> _Short exercise_: Please list each line from the entries below that contains the string "trunks", copying every such line in full.

> _Data to process_:
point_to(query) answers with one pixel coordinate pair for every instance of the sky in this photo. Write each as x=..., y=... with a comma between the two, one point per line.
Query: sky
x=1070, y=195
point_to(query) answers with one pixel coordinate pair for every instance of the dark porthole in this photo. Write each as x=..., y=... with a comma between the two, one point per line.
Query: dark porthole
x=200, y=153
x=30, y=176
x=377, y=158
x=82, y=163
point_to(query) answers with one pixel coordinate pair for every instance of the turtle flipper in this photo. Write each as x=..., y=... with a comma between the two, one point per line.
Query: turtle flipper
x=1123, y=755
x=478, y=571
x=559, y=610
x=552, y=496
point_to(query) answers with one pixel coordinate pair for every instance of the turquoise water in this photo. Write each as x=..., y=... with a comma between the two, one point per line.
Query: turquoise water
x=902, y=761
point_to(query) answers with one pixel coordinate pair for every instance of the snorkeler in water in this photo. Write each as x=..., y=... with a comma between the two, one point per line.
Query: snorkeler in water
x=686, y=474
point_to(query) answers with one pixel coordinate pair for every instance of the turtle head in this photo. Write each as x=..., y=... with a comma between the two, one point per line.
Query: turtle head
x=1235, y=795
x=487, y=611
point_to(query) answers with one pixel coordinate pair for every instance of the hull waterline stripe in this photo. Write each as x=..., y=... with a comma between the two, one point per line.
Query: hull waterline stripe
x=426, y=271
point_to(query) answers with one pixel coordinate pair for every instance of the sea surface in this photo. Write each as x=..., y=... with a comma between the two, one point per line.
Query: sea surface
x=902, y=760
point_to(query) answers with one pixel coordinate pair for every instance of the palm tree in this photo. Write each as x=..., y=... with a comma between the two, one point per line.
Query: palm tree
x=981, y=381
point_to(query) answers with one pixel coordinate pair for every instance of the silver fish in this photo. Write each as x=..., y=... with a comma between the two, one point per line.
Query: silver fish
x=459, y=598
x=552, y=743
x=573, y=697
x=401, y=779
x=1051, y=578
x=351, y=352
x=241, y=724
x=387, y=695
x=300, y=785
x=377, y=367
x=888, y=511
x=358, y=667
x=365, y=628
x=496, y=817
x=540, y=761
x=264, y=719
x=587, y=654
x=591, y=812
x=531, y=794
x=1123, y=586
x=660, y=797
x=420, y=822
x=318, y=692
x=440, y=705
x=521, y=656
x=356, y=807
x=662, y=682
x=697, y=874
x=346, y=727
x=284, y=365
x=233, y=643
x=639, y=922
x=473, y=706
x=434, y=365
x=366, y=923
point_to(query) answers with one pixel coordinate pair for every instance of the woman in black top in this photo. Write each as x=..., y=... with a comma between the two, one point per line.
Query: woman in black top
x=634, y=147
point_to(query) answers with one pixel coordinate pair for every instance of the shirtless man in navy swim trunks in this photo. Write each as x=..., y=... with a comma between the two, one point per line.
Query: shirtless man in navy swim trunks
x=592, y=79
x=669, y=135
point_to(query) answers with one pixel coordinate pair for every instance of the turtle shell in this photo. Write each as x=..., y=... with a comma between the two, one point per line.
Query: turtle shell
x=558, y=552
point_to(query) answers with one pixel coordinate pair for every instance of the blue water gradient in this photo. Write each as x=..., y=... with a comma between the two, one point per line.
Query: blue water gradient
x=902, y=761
--
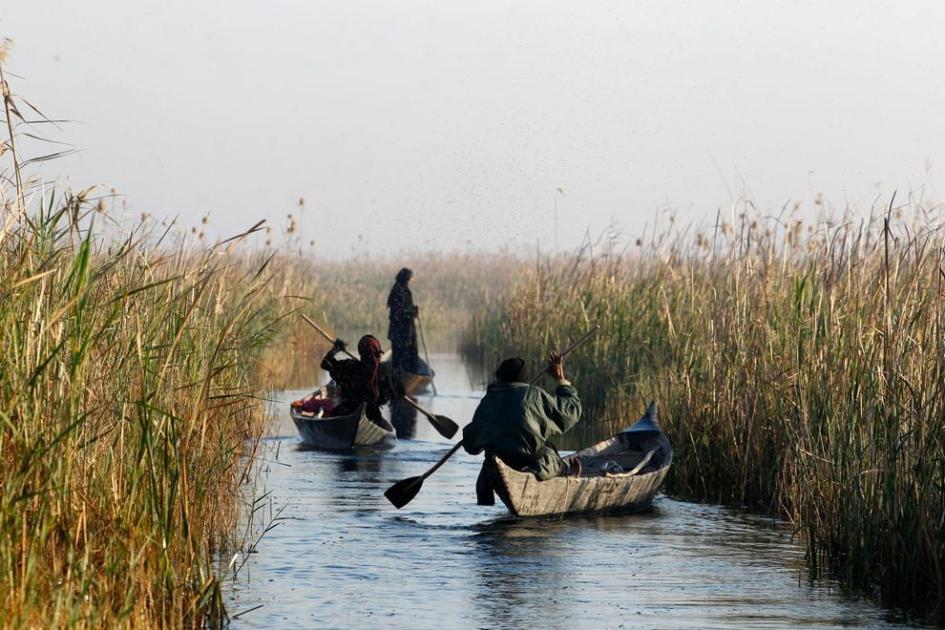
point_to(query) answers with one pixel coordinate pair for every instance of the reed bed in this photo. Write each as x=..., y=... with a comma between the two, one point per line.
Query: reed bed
==
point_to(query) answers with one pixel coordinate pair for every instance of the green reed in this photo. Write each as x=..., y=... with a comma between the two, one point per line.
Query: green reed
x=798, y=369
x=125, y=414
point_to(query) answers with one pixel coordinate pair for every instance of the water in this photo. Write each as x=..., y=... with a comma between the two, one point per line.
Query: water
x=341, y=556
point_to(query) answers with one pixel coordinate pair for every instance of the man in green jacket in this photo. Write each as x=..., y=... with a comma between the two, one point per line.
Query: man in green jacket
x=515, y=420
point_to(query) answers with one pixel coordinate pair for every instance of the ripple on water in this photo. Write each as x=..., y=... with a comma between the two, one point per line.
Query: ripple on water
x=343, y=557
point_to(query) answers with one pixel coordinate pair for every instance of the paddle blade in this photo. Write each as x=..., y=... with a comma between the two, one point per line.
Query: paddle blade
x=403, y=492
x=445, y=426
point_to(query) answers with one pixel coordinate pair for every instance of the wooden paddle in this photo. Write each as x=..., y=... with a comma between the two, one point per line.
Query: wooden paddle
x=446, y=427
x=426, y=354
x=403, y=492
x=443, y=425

> _Finished task_:
point_to(query) answers with one pixel coordinate pair for every instance of the shirtless man in navy swim trunks in this photo. Write each as x=..., y=... with a comma between the two, one point per line.
Query: shirtless man in navy swim trunks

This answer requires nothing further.